Description of the task: All the data should come back exactly as it was given.

Recorded data:

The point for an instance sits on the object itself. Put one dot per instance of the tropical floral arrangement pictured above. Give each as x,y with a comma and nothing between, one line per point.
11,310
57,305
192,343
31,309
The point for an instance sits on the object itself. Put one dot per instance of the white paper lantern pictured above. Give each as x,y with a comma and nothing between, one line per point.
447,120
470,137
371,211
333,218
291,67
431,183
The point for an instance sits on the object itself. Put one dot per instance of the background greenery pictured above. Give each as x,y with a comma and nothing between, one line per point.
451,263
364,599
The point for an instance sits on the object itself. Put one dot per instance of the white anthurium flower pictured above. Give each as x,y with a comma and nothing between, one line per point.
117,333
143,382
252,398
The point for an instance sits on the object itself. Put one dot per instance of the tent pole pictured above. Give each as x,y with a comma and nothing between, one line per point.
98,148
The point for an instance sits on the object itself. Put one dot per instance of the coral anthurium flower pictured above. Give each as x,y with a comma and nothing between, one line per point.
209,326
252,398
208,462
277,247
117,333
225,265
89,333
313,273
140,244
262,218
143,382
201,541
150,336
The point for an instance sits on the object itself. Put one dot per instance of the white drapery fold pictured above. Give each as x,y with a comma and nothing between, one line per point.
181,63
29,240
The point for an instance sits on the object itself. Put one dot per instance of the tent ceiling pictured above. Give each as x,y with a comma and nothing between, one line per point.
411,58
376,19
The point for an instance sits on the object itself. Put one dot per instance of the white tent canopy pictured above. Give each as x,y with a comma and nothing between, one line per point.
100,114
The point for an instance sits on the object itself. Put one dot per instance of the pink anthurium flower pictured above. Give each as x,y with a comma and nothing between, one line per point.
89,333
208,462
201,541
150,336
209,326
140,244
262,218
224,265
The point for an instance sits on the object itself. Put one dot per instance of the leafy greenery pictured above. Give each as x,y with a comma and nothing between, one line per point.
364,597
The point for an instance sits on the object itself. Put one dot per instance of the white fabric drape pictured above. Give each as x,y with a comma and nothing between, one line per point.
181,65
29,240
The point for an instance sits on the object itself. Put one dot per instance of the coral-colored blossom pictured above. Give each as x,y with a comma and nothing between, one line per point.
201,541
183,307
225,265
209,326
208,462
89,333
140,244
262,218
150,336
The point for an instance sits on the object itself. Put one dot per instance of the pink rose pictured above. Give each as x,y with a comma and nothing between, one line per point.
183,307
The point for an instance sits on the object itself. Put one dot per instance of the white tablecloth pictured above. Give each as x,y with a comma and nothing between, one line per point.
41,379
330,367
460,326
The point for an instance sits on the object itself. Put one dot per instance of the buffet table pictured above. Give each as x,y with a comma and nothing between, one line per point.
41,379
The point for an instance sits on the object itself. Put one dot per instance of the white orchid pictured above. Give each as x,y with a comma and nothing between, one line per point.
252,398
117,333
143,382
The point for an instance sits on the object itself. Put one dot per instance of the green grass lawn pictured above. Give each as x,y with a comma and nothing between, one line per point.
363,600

Response to the task:
The point for an instance sits on the object itself. Put one dot per instance of the tropical floral arrangement pictured above. Give each as x,y with a comma and nothing between, one line per point.
11,310
57,305
192,343
31,309
The point for an instance sits on the object itself. Put one dot per instance of the white paper lantern pictured above. Give each as x,y with a comma and nothing between, one line per point.
447,120
470,137
371,211
333,218
291,67
431,183
The point for an instance sits on the object itself. Put one dot per instance of the background greenery pictured above. Give each as x,y with a comma and nothing between, one line per point.
451,263
364,599
The point for an instance sits on the object itself. Put one dot per instance of the white anthurium flower pictured above. Give each as x,y with a comma and nothing between, one line per point.
117,333
143,382
252,398
The point for an instance sits on the object itself. Put one dot per instance of the tent pole pictured above. Give each as x,y with a comma and nothing between, one line per point.
98,148
The point for an instance sits on the object itself. Put one dot per instance of the coral anthurium flower pictured above. Give each as x,y with a comma and nothing between, one line per point.
209,326
252,398
208,462
277,247
117,333
225,265
89,333
313,273
140,244
262,218
143,382
201,541
150,336
The point for an instance sits on the object itself. Put one dot per instance of the white drapery fold pictured above. Give each as x,y with a comma and nothing between, one line per point.
181,63
29,240
The point for an instance sits on the object itself. Put one dot per instance of the tent ceiling pictured above. Give each as x,y with a comma and nothing between, one line per point.
411,58
376,19
The point for an instance sits on the object itself. Put one dot per instance of the white tent canopy pictured above. Give each as x,y with a comma and nothing between, one line per point.
100,114
The point for an instance sits on the object itself. Put one dot per instance of the pink anthurium flower pictured above. Give each as x,y with a comma and nothing between, one line per point.
89,333
208,462
201,541
150,336
209,326
140,244
262,218
224,265
The point for an instance sits on the object itself. Put one dot per instance of the leafy greenery pictured above. Give each as x,y with a comma and nothing between, one line per point.
364,597
The point for an instance sits on the object itself. Put one dot per instance of the white fabric drape pictured above. Give each as x,y with a comma and nothing between, one line per point.
181,65
29,240
The point for an instance sits on the object itself. Put one dot per instance of the coral-colored blossom pictured above. Give each as x,y with a comma and nothing between, one line per point.
201,541
183,307
225,265
209,326
208,462
89,333
140,244
262,218
150,336
The point for an instance sits on the object itself. Put one dot per instance of the pink rose pictured above. Give each as x,y with a comma and nothing between, one line per point.
183,307
The point for an instance sits on the object itself. Put one dot per instance of the white tablecloth pictured above. Give each as x,y with a comma and nothing between, one line per point.
41,379
330,367
460,326
The point for an instance sits on the object itself. Put one dot per instance of the buffet table pictured above. Give each as x,y with a comma and nothing between, one line per point.
41,379
The point for an instance sits on the object itself. Put one dot per instance of the white orchid pictured above. Give each as x,y with a comma and nothing between, one line per point.
252,398
117,333
143,382
The point for an instance sits on the object itself. Put one dot per instance of the green grass lawn pictured above. Give each as x,y with a comma and nothing between, one line per point.
363,600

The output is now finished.